Objectif de la tâche:
Recopiez toutes les lignes des enregistrements, du début jusqu'à la ligne contenant « point(5, 41) » incluse, en mettant à l'échelle par un facteur de 0,95 chaque coordonnée des points donnés en réponse, arrondie à l'entier le plus proche (les demis vers le haut). Toutes les autres lignes restent inchangées.
◇ ◇ ◇ ◇
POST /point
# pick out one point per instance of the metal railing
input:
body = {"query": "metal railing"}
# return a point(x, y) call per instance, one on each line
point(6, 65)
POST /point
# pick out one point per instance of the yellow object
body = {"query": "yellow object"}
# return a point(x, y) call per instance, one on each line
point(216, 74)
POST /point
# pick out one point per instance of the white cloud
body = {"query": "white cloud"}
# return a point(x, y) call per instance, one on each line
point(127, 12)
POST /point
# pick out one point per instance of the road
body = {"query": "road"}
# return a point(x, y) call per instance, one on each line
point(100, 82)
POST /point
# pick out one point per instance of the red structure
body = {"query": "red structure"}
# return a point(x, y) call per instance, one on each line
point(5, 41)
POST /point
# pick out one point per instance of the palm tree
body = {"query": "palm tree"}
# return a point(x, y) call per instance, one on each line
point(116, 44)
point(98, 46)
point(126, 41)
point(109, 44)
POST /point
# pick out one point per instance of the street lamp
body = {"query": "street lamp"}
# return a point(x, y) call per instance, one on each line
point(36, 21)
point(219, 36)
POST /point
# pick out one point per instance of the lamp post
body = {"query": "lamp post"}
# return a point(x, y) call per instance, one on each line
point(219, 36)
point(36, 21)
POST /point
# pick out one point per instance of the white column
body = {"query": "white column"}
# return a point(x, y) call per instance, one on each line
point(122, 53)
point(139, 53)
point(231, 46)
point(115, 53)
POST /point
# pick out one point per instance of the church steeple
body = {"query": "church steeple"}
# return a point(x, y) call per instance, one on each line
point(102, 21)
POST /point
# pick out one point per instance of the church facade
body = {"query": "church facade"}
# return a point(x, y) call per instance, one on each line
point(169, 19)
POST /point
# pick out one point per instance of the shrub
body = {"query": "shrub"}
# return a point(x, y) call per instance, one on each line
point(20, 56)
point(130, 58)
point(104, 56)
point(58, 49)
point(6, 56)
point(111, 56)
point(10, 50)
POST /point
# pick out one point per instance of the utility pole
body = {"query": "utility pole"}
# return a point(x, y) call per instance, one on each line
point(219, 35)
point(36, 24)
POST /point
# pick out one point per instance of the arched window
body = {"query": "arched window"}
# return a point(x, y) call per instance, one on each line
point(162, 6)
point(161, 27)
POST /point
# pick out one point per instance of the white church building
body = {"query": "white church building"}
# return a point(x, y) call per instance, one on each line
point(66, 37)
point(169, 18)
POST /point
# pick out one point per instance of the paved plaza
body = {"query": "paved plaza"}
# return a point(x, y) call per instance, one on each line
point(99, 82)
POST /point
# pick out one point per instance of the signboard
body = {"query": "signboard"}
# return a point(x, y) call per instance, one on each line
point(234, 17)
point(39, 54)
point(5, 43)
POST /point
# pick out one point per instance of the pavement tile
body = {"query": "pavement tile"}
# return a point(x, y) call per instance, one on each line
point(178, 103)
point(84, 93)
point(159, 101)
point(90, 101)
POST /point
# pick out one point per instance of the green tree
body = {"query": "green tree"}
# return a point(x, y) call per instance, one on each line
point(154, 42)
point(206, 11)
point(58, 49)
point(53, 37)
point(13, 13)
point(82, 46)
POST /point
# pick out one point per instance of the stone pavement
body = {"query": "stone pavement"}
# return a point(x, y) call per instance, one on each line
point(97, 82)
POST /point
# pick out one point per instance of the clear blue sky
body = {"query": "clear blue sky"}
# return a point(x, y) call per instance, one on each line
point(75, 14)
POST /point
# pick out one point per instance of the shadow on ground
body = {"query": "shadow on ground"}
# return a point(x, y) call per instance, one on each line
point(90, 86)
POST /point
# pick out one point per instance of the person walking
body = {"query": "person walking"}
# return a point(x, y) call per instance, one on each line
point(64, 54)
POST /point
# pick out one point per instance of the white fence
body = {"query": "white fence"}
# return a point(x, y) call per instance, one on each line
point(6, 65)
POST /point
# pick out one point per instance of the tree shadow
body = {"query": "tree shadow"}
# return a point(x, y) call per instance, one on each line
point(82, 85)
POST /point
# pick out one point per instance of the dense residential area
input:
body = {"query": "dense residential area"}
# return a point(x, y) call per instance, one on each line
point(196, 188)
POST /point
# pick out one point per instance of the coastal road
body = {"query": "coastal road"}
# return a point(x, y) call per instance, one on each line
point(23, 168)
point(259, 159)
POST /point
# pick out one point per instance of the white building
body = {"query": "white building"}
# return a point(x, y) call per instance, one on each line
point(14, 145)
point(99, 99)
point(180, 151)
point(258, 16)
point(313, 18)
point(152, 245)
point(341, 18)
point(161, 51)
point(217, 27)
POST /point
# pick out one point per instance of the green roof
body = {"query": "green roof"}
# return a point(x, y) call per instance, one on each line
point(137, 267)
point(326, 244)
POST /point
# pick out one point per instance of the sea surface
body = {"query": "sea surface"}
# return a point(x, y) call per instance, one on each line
◇ ◇ ◇ ◇
Résultat ci-dessous:
POST /point
# pick out one point per instance of the metal railing
input:
body = {"query": "metal railing"}
# return a point(x, y) call per instance, one on each line
point(6, 62)
POST /point
# pick out one point per instance of the yellow object
body = {"query": "yellow object"}
# return a point(x, y) call per instance, one on each line
point(205, 70)
POST /point
# pick out one point per instance of the white cloud
body = {"query": "white cloud"}
# return a point(x, y) call per instance, one on each line
point(121, 11)
POST /point
# pick out one point per instance of the road
body = {"query": "road"}
# return a point(x, y) call per instance, one on each line
point(95, 78)
POST /point
# pick out one point per instance of the red structure
body = {"query": "red structure"}
# return a point(x, y) call per instance, one on each line
point(5, 39)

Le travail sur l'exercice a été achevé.